TASK BRIEF = Print every one of the following items verbatim, line by line.

-- Start of DATASET RECORDS --

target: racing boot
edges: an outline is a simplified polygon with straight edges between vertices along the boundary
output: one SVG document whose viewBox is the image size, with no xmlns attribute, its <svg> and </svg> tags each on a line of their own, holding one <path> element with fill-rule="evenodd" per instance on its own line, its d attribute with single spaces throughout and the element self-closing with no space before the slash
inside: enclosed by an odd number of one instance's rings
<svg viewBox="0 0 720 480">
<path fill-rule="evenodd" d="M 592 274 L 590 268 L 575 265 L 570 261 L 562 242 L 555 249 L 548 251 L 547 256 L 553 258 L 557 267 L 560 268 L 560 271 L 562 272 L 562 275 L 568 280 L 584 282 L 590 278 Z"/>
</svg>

-- End of DATASET RECORDS --

THE COMPLETED TASK =
target: racing boot
edges: an outline is a simplified polygon with straight edges between vertices along the boundary
output: one SVG document whose viewBox is the image size, with no xmlns attribute, its <svg> and </svg> tags each on a line of their own, holding one <path> element with fill-rule="evenodd" per instance on its own line, its d attribute with single spaces throughout and the element self-closing with no space before the slash
inside: enclosed by an odd number of one instance's rings
<svg viewBox="0 0 720 480">
<path fill-rule="evenodd" d="M 592 274 L 590 268 L 575 265 L 570 261 L 562 242 L 555 249 L 548 251 L 547 256 L 553 258 L 557 267 L 560 268 L 560 271 L 562 272 L 562 275 L 568 280 L 584 282 L 590 278 Z"/>
</svg>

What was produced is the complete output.